◆ TEKS SUMBER
Masyarakat pemilik kendaraan dan beroperasi di Aceh diminta agar menggunakan pelat BL. Aturan itu juga berlaku terhadap kendaraan milik perusahaan tambang.
Kepala Badan Pengelolaan Keuangan Aceh (BPKA), Reza Saputra mengatakan, kebijakan itu bertujuan agar kendaraan yang beroperasi di Tanah Rencong bisa ikut serta berkontribusi dalam membangun Aceh melalui Pajak Kendaraan Bermotor (PKB).
“Perlu kami sampaikan kembali mari semua pemilik kendaraan non BL yang berdomisili dan beroperasi di Aceh menggunakan pelat BL agar ikut serta berkontribusi dalam membangun Aceh melalui Pajak Kendaraan Bermotor (PKB),” kata Reza Saputra dalam keterangannya, Selasa (30/9/2025).
Menurutnya, hasil pembayaran pajak kendaraan tersebut akan digunakan untuk pembangunan dan pemeliharaan jalan serta peningkatan moda serta sarana transportasi umum. Hal itu disebut sesuai dengan amanat Pasal 25 ayat (1) Peraturan Pemerintah Nomor 35 Tahun 2023 Tentang Ketentuan Umum Pajak Daerah dan Retribusi Daerah.

◆ BARIS DATA
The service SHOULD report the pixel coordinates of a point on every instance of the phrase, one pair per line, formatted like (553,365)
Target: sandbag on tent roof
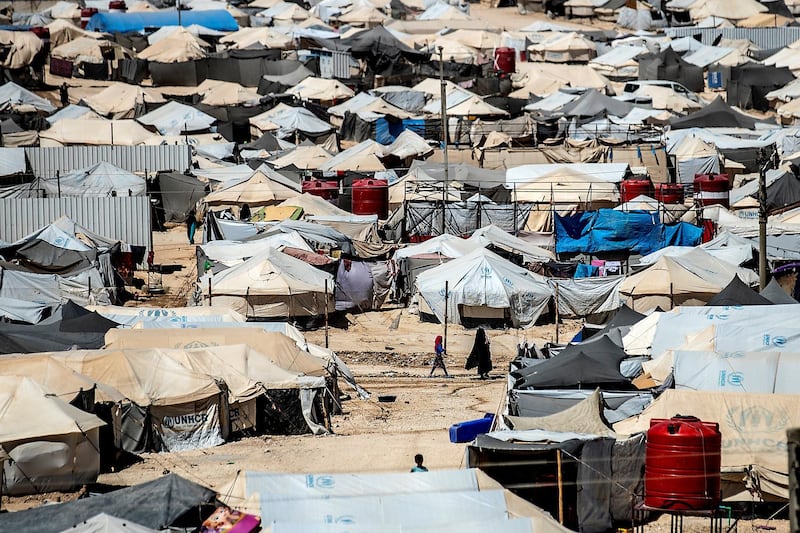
(174,118)
(775,293)
(101,179)
(717,114)
(689,279)
(104,523)
(281,349)
(16,98)
(52,445)
(740,417)
(738,293)
(270,285)
(583,417)
(155,504)
(482,283)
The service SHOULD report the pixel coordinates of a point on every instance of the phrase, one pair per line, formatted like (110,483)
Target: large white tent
(482,284)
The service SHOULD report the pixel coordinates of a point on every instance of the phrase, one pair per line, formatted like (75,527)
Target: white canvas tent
(483,285)
(270,285)
(689,279)
(52,445)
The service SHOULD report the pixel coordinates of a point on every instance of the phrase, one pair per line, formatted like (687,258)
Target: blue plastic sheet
(607,230)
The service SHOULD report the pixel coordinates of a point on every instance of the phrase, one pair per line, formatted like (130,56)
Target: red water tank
(682,464)
(631,188)
(669,193)
(371,197)
(505,60)
(712,189)
(324,189)
(86,14)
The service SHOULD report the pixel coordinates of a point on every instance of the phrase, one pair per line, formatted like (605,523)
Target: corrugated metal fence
(765,38)
(45,162)
(125,218)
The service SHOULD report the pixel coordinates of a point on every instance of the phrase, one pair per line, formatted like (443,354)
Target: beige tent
(271,285)
(87,49)
(94,132)
(179,47)
(63,31)
(266,37)
(563,48)
(279,348)
(753,428)
(225,93)
(52,446)
(692,278)
(180,408)
(119,100)
(255,191)
(321,89)
(303,157)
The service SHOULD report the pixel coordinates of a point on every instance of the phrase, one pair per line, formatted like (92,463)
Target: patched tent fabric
(609,230)
(155,504)
(584,417)
(750,438)
(484,280)
(738,293)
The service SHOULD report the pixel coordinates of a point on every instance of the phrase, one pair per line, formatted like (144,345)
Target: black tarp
(668,65)
(381,49)
(717,114)
(749,84)
(775,294)
(584,365)
(178,194)
(737,293)
(70,326)
(156,504)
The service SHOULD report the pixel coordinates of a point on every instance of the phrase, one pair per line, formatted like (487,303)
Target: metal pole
(326,313)
(762,221)
(446,292)
(443,98)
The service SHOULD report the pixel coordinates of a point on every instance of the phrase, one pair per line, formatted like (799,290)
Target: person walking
(480,356)
(438,361)
(418,466)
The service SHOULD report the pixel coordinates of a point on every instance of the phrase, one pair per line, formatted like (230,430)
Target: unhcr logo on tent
(756,419)
(774,340)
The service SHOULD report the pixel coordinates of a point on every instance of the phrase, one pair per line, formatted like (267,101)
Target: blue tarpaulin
(219,20)
(608,230)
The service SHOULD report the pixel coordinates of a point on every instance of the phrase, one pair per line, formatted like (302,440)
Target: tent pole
(560,488)
(326,313)
(446,292)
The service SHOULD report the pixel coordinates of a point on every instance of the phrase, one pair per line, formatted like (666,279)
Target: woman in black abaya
(480,356)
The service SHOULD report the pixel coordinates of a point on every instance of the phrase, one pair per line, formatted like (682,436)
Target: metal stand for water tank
(715,517)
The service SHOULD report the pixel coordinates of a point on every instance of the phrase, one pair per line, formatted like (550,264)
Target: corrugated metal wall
(45,162)
(125,218)
(765,38)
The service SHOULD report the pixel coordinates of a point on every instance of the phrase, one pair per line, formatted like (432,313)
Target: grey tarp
(155,504)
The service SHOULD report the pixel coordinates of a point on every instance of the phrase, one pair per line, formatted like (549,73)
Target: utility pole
(762,219)
(443,98)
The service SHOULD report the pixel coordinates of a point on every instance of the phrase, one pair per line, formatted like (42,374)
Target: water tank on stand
(712,189)
(669,193)
(371,197)
(86,14)
(505,60)
(682,464)
(631,188)
(329,190)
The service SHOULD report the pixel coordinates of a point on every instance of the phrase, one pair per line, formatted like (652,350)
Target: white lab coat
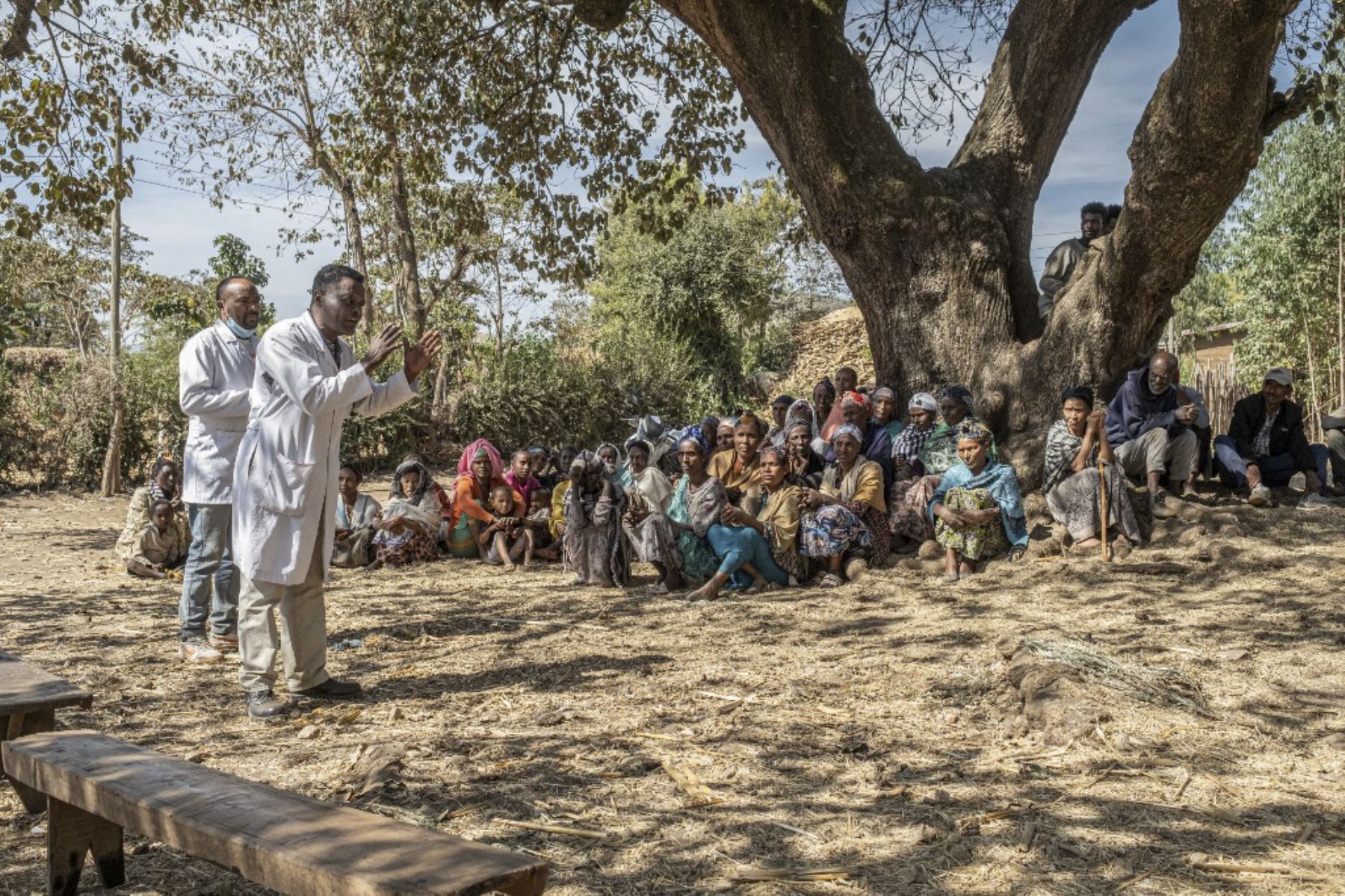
(285,479)
(215,371)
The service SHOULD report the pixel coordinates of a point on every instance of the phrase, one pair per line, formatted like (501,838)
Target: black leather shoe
(333,689)
(262,704)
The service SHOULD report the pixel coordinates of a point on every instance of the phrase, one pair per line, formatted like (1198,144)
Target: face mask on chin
(238,330)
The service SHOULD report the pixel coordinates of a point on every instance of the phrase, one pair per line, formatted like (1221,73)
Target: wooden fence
(1222,389)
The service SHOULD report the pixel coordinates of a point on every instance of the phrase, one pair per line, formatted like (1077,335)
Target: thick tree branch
(16,43)
(1200,136)
(1286,107)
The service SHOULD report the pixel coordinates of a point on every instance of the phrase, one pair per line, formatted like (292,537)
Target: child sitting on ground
(158,551)
(506,539)
(539,524)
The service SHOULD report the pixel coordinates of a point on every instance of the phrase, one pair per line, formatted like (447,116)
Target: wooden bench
(97,786)
(28,704)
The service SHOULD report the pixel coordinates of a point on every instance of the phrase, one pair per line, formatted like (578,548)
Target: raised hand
(420,356)
(388,341)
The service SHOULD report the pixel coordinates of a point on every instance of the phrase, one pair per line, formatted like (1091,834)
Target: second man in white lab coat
(214,383)
(309,381)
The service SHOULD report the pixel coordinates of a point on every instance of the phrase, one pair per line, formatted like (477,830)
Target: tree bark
(938,260)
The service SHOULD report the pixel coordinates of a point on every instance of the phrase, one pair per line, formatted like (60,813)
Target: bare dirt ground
(872,731)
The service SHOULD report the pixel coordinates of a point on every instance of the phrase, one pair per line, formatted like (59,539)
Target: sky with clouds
(179,223)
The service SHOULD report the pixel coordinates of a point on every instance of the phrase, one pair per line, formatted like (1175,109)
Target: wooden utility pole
(112,462)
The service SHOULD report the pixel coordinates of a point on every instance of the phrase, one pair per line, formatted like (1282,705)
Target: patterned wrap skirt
(975,543)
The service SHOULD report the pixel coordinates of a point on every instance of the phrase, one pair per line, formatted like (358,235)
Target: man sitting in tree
(1266,444)
(1063,259)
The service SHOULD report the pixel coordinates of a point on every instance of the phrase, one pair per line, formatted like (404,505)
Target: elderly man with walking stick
(309,381)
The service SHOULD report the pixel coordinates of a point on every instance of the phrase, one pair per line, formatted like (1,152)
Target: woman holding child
(847,519)
(1076,444)
(977,509)
(758,552)
(479,472)
(915,485)
(593,525)
(410,519)
(740,467)
(697,504)
(646,521)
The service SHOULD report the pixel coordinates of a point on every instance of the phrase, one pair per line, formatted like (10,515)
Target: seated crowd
(817,494)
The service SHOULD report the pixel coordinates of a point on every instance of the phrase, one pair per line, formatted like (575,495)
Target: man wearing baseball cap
(1266,444)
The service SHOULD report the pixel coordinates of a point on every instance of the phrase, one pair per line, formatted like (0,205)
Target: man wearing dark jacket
(1266,444)
(1149,427)
(1333,425)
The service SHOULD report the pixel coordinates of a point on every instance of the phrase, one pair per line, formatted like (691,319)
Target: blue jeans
(740,546)
(1277,470)
(210,561)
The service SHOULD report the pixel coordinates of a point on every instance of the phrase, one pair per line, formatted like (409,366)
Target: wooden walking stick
(1102,494)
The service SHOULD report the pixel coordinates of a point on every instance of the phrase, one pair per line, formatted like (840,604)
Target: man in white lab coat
(309,381)
(214,381)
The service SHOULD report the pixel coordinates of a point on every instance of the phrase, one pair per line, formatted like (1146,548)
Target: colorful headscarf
(699,437)
(800,413)
(975,430)
(924,401)
(474,451)
(847,430)
(423,481)
(961,393)
(854,398)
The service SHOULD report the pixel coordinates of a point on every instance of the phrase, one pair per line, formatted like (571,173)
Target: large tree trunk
(938,260)
(417,311)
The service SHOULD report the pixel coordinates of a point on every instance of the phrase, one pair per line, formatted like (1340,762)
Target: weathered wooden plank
(25,688)
(73,833)
(284,841)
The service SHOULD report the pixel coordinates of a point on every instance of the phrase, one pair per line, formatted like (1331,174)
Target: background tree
(1277,265)
(939,260)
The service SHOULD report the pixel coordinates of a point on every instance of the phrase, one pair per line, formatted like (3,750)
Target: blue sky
(181,225)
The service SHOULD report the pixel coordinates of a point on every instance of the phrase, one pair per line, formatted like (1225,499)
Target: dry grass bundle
(1158,685)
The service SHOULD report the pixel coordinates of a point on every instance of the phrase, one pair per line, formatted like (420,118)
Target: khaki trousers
(302,643)
(1156,451)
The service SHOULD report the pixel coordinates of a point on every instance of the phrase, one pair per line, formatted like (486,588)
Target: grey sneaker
(1311,501)
(195,650)
(1160,506)
(262,704)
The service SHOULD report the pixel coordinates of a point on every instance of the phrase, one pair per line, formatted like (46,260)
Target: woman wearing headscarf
(740,470)
(646,522)
(1075,445)
(823,400)
(977,509)
(410,519)
(758,552)
(612,465)
(593,525)
(164,485)
(885,410)
(697,504)
(874,442)
(847,519)
(479,470)
(724,435)
(909,517)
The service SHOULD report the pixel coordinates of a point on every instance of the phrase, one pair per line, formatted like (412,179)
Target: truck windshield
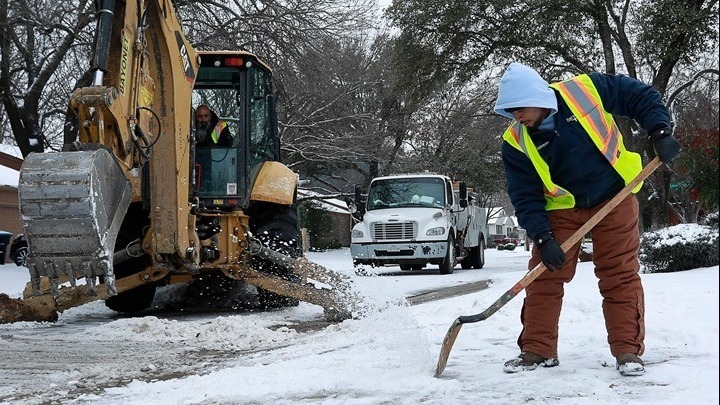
(407,192)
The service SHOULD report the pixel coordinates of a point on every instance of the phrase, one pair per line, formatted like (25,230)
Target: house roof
(325,204)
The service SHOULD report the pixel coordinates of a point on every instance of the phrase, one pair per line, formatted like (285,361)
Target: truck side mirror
(463,194)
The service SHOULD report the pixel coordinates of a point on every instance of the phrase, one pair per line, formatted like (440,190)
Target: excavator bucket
(72,205)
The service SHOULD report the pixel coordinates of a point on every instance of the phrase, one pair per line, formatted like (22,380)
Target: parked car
(505,241)
(19,251)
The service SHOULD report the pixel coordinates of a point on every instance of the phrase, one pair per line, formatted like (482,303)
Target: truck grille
(394,230)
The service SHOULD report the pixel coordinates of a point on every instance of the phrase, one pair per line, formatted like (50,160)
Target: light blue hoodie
(522,86)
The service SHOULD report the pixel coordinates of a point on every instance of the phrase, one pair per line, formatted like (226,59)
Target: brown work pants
(616,241)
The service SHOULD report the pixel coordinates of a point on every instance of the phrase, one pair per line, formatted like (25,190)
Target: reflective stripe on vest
(556,197)
(580,94)
(584,101)
(218,130)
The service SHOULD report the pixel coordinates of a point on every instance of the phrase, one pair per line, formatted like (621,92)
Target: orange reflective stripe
(589,108)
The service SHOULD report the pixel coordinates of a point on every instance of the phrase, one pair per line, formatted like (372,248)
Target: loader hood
(522,86)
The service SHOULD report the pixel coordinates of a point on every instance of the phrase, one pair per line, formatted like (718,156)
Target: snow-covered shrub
(679,247)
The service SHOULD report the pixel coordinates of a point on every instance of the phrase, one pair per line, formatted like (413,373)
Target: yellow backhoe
(134,201)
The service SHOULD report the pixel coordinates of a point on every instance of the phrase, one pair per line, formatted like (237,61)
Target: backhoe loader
(134,202)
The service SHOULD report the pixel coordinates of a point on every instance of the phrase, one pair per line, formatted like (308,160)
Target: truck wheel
(139,298)
(447,265)
(477,254)
(21,256)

◆ INSTRUKSI TUGAS 1
Jawablah pertanyaan berikut berdasarkan teks tentang pelat BL di Aceh.
(a) Siapa yang menjabat Kepala Badan Pengelolaan Keuangan Aceh?
(b) Kendaraan milik perusahaan apa yang juga terkena aturan tersebut?
(c) Untuk apa hasil pembayaran pajak kendaraan akan digunakan?
◆ INSTRUKSI TUGAS 2
Kutip persis sebagian teks tentang pelat BL di Aceh. Mulailah dari bagian yang memuat kata-kata "Masyarakat pemilik kendaraan", lalu berhentilah setelah kata-kata "milik perusahaan tambang.".
◆ INSTRUKSI TUGAS 3
Lanjutkan teks tentang pelat BL di Aceh, dimulai sesudah kalimat terakhirnya.
Baris-baris data ini tidak ada hubungannya dengan teks tentang pelat BL di Aceh.

◆ JAWABAN 1
(a) Reza Saputra.
(b) Kendaraan milik perusahaan tambang.
(c) Untuk pembangunan dan pemeliharaan jalan serta peningkatan moda serta sarana transportasi umum.

◆ JAWABAN 2
Masyarakat pemilik kendaraan dan beroperasi di Aceh diminta agar menggunakan pelat BL. Aturan itu juga berlaku terhadap kendaraan milik perusahaan tambang.

◆ JAWABAN 3
“Dengan demikian akan memberikan kelancaran lalu lintas barang dan jasa, serta memberikan rasa aman dan nyaman dalam berkendara di jalan raya dan juga yang paling penting sikap hati hati dan tertib dalam berkendaraan untuk menghindari kecelakaan berlalu lintas. Orang Aceh yang sayang ke Aceh, ayo bayar pajak kendaraannya untuk Aceh,” jelas Reza.
Selain itu, Reza juga merespons Pansus DPRA terkait rekomendasi perusahaan tambang dan migas di Aceh agar menggunakan kendaraan dengan pelat BL. Pemerintah Aceh disebut bakal menindaklanjuti rekomendasi itu.
“Hal ini sangat baik agar perusahaan tambang yang beroperasi di Aceh berkontribusi dalam membangun Aceh dan peduli terhadap Aceh, ” tambah Reza.
Sementara untuk alat berat, kata Reza, akan berlaku pemungutan Pajak Alat Berat. Hal tersebut sesuai amanat UU No. 1 Tahun 2022 Tentang Hubungan Keuangan Antara Pemerintah Pusat dan Pemerintahan Daerah, dan Qanun Aceh Nomor 4 Tahun 2024 Tentang Pajak Aceh dan Retribusi Aceh, serta turunannya.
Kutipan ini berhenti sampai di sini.